#### [What this task involves]
Rename "marker" to "point" in the data running from the line with "the wet rock" up to and including the line with "pixel 147 30". Copy only those lines and leave all other wording unchanged.

Location labeling data:
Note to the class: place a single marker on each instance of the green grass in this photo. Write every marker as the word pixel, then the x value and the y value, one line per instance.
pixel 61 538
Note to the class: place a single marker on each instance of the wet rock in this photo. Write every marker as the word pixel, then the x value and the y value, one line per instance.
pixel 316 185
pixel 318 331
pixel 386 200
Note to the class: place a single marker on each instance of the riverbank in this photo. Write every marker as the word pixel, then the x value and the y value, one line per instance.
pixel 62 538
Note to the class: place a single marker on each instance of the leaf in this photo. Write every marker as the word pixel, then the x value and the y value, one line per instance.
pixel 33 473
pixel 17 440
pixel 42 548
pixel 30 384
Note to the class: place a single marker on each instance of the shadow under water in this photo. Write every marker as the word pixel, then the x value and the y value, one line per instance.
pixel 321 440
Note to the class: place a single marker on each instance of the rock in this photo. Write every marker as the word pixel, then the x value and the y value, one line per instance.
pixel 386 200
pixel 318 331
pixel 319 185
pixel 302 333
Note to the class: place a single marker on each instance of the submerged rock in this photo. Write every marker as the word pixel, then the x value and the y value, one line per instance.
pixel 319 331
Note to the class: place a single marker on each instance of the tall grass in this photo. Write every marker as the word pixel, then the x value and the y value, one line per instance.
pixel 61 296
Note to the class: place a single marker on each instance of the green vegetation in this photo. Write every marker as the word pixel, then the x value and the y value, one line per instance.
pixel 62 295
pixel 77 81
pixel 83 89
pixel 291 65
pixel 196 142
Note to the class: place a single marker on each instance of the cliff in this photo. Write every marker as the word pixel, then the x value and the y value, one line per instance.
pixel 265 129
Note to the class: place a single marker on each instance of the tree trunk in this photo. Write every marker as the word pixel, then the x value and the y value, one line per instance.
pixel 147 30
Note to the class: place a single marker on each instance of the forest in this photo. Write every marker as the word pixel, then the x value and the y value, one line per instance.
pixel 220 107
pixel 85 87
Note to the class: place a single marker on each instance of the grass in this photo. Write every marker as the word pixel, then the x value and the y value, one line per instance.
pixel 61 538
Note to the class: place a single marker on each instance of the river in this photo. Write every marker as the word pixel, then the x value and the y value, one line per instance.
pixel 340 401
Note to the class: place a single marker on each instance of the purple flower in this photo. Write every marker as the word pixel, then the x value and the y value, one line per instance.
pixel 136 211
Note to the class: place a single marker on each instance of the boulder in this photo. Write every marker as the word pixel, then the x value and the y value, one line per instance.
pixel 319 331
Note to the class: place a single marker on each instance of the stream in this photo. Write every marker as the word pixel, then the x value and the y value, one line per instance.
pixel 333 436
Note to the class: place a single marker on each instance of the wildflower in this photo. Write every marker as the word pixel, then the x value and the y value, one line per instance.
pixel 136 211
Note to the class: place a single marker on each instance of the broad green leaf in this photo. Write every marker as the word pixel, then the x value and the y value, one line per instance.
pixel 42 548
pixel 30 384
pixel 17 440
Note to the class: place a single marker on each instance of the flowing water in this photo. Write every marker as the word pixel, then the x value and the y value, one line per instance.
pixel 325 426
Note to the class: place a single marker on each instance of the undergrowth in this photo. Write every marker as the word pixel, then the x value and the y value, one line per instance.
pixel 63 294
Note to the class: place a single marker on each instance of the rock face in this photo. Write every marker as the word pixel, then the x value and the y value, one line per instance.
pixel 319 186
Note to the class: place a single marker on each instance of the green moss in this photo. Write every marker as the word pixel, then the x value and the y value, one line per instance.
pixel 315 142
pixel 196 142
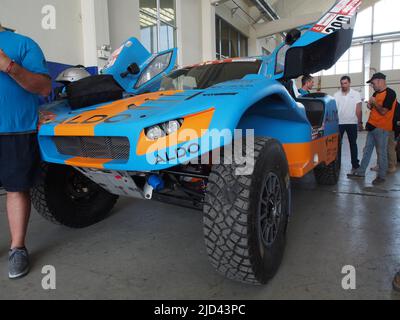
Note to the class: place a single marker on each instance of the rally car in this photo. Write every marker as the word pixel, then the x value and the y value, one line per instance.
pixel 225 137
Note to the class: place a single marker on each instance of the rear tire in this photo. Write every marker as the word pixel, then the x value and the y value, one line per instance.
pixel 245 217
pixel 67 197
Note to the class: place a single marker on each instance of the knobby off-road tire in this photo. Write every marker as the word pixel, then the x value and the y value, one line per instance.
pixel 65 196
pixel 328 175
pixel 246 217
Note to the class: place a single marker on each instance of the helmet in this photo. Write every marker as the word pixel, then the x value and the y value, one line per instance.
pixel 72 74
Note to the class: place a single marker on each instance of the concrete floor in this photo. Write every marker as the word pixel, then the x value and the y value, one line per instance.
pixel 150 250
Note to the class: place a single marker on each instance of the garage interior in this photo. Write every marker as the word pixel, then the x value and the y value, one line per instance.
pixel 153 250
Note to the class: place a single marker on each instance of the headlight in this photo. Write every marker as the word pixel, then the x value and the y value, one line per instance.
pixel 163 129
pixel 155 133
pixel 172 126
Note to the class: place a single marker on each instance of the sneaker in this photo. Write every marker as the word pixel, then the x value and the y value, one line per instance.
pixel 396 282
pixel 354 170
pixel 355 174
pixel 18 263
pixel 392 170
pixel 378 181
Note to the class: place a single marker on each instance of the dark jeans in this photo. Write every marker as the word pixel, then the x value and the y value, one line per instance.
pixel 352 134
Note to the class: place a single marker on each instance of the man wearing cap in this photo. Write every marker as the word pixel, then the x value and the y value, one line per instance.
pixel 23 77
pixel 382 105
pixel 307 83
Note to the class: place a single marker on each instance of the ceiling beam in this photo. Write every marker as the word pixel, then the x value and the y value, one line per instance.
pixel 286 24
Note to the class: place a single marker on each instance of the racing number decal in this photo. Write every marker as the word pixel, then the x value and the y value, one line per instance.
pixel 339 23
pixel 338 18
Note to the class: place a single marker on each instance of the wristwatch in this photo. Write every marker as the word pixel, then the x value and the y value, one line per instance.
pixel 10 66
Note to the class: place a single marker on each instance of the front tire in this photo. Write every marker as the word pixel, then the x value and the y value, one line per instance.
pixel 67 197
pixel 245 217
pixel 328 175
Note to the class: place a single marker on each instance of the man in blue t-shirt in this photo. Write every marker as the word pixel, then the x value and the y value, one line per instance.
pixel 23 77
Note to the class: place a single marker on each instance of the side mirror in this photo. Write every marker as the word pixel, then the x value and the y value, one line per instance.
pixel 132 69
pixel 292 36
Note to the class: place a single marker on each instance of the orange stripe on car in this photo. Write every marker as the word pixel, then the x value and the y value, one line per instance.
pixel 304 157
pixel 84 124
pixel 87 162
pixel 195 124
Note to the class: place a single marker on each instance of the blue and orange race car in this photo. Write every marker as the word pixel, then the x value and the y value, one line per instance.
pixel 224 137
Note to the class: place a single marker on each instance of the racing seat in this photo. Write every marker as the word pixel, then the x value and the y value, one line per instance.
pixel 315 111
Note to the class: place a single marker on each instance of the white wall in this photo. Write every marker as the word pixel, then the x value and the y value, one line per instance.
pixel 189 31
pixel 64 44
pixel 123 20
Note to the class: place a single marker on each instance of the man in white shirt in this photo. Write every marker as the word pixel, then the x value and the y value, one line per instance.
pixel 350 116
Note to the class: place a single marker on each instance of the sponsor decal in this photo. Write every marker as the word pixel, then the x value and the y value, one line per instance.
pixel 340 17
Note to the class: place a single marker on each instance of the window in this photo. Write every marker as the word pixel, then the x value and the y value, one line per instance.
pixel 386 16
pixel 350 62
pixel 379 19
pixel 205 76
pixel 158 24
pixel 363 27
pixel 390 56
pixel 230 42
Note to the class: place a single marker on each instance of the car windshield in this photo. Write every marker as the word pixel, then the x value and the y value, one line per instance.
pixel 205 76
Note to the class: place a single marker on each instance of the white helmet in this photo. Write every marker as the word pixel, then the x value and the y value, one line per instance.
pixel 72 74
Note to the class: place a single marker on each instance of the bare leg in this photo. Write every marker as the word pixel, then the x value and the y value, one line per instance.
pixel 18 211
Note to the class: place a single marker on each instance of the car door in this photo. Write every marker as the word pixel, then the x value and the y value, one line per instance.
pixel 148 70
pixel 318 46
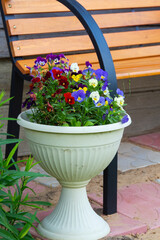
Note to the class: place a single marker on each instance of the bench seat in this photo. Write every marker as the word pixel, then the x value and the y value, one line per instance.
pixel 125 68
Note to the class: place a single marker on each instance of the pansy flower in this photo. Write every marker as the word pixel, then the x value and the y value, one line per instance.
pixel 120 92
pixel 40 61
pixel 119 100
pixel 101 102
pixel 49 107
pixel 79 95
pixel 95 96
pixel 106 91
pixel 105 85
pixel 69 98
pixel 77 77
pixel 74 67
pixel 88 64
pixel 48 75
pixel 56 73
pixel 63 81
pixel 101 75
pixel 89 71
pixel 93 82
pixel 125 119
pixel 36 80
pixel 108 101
==
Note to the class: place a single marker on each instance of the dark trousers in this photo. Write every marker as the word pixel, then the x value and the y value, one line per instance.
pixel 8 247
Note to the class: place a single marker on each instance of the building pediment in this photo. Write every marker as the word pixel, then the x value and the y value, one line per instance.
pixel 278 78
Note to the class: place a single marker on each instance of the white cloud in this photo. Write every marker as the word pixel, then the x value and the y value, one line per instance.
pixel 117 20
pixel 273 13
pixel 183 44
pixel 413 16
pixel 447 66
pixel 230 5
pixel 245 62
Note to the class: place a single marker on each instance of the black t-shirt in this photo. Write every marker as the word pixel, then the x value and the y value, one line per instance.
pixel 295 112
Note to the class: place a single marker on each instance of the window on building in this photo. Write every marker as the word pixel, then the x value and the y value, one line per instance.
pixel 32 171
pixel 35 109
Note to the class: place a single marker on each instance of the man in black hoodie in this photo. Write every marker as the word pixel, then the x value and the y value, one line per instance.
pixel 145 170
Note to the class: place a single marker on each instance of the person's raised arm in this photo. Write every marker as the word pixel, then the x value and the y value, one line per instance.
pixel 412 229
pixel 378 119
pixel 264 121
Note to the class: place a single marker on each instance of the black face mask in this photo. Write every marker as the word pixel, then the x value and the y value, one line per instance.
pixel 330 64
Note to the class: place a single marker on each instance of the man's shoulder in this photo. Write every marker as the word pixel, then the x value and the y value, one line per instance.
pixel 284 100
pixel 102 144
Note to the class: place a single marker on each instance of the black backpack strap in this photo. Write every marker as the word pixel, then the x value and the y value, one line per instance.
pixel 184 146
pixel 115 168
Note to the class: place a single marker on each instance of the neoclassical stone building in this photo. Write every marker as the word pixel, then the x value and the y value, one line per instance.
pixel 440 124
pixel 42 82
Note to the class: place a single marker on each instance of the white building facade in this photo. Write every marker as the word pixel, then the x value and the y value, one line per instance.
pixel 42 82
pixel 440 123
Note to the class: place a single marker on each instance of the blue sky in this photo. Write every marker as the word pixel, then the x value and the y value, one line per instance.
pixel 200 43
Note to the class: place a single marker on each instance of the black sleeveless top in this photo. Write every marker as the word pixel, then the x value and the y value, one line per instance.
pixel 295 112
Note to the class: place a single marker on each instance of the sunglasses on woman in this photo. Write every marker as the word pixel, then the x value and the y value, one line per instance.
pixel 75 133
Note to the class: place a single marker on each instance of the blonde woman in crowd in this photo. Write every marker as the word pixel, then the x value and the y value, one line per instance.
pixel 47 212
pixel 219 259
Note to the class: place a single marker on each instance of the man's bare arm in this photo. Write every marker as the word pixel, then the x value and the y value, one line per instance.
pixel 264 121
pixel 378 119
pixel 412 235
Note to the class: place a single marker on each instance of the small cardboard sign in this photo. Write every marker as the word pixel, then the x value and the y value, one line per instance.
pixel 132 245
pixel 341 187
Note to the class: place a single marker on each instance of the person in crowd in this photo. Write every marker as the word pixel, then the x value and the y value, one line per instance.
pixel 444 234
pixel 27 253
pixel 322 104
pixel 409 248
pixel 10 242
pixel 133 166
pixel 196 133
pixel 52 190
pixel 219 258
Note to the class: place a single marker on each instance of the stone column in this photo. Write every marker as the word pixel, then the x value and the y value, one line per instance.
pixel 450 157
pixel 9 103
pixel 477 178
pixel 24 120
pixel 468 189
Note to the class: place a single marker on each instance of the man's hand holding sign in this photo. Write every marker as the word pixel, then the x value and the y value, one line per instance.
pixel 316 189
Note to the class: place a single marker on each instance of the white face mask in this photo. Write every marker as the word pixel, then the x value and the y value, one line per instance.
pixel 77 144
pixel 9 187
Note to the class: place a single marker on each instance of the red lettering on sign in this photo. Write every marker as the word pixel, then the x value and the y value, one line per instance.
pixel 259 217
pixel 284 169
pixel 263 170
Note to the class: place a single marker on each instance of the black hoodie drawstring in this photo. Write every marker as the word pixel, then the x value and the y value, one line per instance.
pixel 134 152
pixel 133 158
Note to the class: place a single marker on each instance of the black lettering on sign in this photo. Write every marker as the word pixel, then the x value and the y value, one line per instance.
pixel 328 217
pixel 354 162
* * *
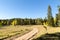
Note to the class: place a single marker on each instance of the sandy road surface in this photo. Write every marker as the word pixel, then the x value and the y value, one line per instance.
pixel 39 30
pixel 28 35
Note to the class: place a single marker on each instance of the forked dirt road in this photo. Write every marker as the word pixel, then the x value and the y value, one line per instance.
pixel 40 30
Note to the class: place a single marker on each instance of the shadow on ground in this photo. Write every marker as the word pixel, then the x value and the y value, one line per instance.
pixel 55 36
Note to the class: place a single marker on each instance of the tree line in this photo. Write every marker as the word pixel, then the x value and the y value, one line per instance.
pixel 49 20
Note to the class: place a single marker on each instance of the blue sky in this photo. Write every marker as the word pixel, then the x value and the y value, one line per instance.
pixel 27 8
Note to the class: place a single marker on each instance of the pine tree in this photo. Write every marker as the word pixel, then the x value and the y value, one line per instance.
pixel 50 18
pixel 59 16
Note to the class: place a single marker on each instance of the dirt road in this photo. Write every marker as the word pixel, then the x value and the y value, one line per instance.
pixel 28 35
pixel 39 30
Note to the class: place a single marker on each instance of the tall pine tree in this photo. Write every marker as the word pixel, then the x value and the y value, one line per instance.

#### [Answer for the task]
Note to the class: place a single point on each instance of the wet rock in this photo. Write every point as the word pixel, then the x value and the y value, one line per instance.
pixel 316 185
pixel 318 331
pixel 386 200
Note to the class: place a single point on each instance of the riverbank in this photo. Write every point as the word pixel, then the x value and the y value, one line per instance.
pixel 62 538
Note to the class: place a single point on each instance of the leaf in this photo. Write every point as the word pixel, then the x value and the y value, one line per instance.
pixel 33 473
pixel 17 440
pixel 42 548
pixel 30 384
Note to the class: place a single point on each instance of the shadow under water in this photo. Write every point as the word pixel, then the x value and the y value, one line per instance.
pixel 321 440
Note to the class: place a single point on each instance of the rock in this photo. Write every point as the word pixel, then the x value and the y value, one line per instance.
pixel 386 200
pixel 318 331
pixel 319 185
pixel 302 333
Note to the class: place a single point on each instance of the submerged rock in this photo. Write every point as the word pixel, then the x value and the y value, one line per instance.
pixel 319 331
Note to the class: place a single point on each instance of the tall grass in this photo. Write every point as the word pixel, then the x value and the y value, one line per instance.
pixel 61 296
Note to the class: place a single point on each instance of the green vegetation in this photo. Write every point as the word pixel, then the x value and the y value, one line per instance.
pixel 62 295
pixel 77 81
pixel 83 89
pixel 291 65
pixel 196 142
Note to the class: place a single point on each instance of the cliff in this photo. Write every point as the word pixel, then the x value and the y value, one line per instance.
pixel 265 129
Note to the class: place a single point on each instance of the tree trunk in this photo. Write every point as the word pixel, then the x value and the y value, one line per instance.
pixel 147 30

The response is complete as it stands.